Never let it be said that Walmart doesn’t know marketing. In the aftermath of the CVS/Caremark/Walgreens turf battle, where the question of adequate member access was raised (Networked),  Walmart jumps right back into the frey and releases their low-price network option.  They are referring to it as *Access Based Network Design* and are touting it as a new strategy to “create a break in the cost curve and slows future cost increases by applying downward pressure on cost.   How, one might ask?  At WBC (, we know the answer.  It’s by finding the right-sized network to fit the access needs of the payor.

Walmart bases this strategy on three tenets of pharmacy cost containment:

  1. Leverage supply and demand to create competition among pharmacy providers;
  2. Build the right-sized network from the “bottom-up” determining the number of pharmacies the payor’s population needs rather than the number of pharmacies out there; and
  3. Offer financial incentives to plan members to influence steerage and offset any disruption or inconvenience.

**Given records:**

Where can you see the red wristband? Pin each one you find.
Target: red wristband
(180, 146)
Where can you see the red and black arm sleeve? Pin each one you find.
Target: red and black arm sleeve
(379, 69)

**Exercise requirements:**
A) In the text about Walmart's pharmacy network, what name does Walmart give its low-price network option?
B) List the three tenets of pharmacy cost containment given in the text about Walmart's pharmacy network.

**Results:**
A) Access Based Network Design

B)
1. Leverage supply and demand to create competition among pharmacy providers.
2. Build the right-sized network from the "bottom-up," determining the number of pharmacies the payor's population needs rather than the number of pharmacies out there.
3. Offer financial incentives to plan members to influence steerage and offset any disruption or inconvenience.